# Problem statement
Every line of the records below should be restated exactly.

Data items
= = = = =
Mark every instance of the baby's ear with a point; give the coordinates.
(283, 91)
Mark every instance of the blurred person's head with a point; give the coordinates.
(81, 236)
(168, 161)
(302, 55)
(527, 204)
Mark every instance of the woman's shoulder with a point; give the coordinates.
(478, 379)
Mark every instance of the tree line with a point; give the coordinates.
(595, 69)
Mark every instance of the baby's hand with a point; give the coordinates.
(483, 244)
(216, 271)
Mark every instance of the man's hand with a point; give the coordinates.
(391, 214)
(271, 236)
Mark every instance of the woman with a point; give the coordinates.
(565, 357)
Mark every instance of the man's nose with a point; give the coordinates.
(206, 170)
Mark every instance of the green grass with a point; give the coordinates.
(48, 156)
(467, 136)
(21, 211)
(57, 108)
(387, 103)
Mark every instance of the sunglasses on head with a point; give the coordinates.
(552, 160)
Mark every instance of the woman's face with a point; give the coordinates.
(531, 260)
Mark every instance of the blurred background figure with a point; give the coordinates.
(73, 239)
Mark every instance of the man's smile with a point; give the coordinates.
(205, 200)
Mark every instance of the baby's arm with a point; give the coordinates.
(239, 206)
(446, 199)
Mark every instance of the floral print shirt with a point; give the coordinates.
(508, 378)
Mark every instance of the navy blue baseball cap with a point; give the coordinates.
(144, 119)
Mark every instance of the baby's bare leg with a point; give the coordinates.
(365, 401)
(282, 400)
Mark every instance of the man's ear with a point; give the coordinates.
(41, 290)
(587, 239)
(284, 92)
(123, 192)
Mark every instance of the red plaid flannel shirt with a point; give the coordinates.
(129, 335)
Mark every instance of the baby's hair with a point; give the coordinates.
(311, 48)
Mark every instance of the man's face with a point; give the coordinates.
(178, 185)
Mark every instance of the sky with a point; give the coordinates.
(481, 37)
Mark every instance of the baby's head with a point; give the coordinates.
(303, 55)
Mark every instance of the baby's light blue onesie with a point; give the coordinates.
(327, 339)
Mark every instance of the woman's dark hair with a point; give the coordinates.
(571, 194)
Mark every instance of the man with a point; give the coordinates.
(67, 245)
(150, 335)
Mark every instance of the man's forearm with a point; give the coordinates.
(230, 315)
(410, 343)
= = = = =
# Response below
Mark every instance of the baby's ear with a point; give the coordinates.
(283, 91)
Mark every instance of the blurred person's head with a point; give the coordinates.
(81, 236)
(168, 161)
(302, 55)
(527, 204)
Mark every instance of the woman's shoulder with a point; give the coordinates.
(478, 379)
Mark every instance of the tree line with a point; give the coordinates.
(595, 69)
Mark every instance of the baby's hand with a point; give the coordinates.
(483, 244)
(216, 271)
Mark every instance of the man's hand with a point; give the coordinates.
(391, 214)
(271, 236)
Mark every instance of the woman with a point; give the coordinates.
(565, 357)
Mark every instance of the man's nose with a point; give the coordinates.
(206, 170)
Mark every instance of the green grass with a point; give the coordinates.
(48, 156)
(467, 136)
(21, 211)
(57, 108)
(387, 103)
Mark every instance of the sunglasses on head with a point; give the coordinates.
(552, 160)
Mark every instance of the woman's face with a point; give the coordinates.
(531, 260)
Mark every instance of the blurred background figure with a point; give the coordinates.
(73, 239)
Mark every instance of the man's smile with a point; give the coordinates.
(205, 200)
Mark every instance of the baby's arm with a point; give the coordinates.
(239, 206)
(446, 199)
Mark every instance of the floral print shirt with a point; give the coordinates.
(508, 378)
Mark every instance of the navy blue baseball cap with a point; give the coordinates.
(144, 119)
Mark every instance of the baby's bare leg with a point; give the coordinates.
(365, 401)
(282, 400)
Mark every instance of the man's ear with a point; give the coordinates.
(41, 290)
(587, 239)
(284, 92)
(123, 192)
Mark every instance of the red plaid flannel shirt with a point; give the coordinates.
(129, 335)
Mark every instance of the baby's hair with a point; give the coordinates.
(311, 48)
Mark every instance of the man's face with a point; give the coordinates.
(178, 185)
Mark every instance of the sky with a point; give the coordinates.
(481, 37)
Mark every instance of the baby's head with a point; give the coordinates.
(303, 55)
Mark every instance of the baby's light blue onesie with a point; give the coordinates.
(327, 339)
Mark every instance of the woman's dark hair with a point; give the coordinates.
(571, 194)
Mark every instance of the man with a point; give the coordinates.
(67, 245)
(150, 335)
Mark every instance of the man's forearm with a point; give the coordinates.
(230, 315)
(410, 343)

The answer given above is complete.